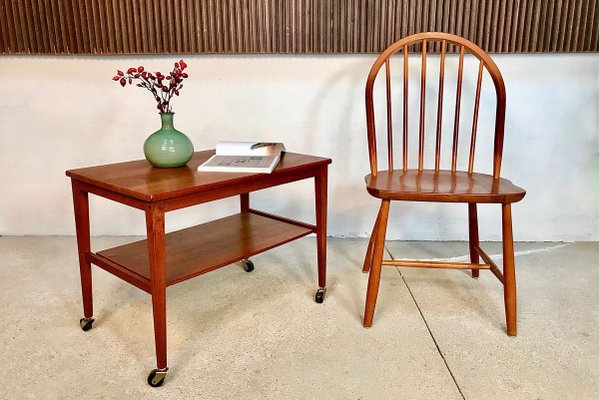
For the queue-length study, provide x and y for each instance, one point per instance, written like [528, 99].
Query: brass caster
[319, 297]
[86, 323]
[157, 377]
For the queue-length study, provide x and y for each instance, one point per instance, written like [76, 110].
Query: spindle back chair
[437, 184]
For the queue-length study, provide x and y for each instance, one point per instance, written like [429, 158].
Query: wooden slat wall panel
[289, 26]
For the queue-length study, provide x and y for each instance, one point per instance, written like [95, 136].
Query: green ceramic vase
[167, 147]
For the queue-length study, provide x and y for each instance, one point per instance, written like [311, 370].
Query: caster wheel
[319, 297]
[86, 323]
[157, 377]
[248, 265]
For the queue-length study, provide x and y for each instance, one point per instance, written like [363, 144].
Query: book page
[240, 161]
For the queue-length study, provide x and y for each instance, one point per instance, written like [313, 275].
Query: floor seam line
[428, 327]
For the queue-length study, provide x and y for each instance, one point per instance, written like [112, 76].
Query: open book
[252, 157]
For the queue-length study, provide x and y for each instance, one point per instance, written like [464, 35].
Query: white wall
[60, 113]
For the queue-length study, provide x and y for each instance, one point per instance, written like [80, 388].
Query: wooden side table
[165, 259]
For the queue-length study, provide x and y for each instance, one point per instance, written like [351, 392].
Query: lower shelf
[193, 251]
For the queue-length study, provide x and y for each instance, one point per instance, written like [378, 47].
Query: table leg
[320, 183]
[244, 202]
[81, 205]
[157, 257]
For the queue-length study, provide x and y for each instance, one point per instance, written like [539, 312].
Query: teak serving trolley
[165, 259]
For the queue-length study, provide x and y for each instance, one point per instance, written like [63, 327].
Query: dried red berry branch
[162, 87]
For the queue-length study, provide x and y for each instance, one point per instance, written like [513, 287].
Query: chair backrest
[424, 41]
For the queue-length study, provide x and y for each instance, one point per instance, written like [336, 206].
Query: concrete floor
[237, 335]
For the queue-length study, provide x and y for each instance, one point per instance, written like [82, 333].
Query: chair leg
[473, 237]
[377, 260]
[368, 257]
[509, 270]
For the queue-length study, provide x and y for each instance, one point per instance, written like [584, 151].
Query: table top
[140, 180]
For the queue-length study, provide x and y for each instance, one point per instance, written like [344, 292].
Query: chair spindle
[405, 107]
[422, 105]
[440, 107]
[389, 117]
[475, 117]
[456, 122]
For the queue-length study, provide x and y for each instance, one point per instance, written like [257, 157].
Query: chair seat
[442, 186]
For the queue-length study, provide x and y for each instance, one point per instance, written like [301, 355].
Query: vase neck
[167, 120]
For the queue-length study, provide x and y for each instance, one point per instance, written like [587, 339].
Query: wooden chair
[437, 184]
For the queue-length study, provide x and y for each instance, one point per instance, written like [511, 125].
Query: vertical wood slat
[389, 117]
[456, 122]
[290, 26]
[475, 117]
[422, 104]
[440, 106]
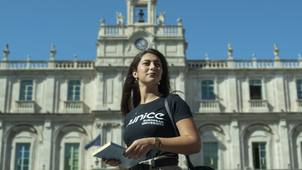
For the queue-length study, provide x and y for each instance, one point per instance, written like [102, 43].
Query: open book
[114, 151]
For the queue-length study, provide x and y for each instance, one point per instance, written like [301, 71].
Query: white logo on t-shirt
[151, 118]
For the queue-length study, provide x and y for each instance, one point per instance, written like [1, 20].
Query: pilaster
[235, 145]
[284, 155]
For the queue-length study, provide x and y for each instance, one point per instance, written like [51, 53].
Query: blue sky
[251, 26]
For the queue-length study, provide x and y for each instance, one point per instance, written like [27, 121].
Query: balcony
[209, 106]
[25, 106]
[74, 107]
[258, 106]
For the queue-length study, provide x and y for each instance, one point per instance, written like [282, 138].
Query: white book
[112, 150]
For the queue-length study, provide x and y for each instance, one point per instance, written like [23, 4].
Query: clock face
[141, 44]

----------

Reproduce word for word the lines from the one containing "like [23, 4]." through the end of the records, including both ends.

For the queue-length study, provide x and y for each instance, one point per instance, written like [23, 4].
Query: clock face
[141, 44]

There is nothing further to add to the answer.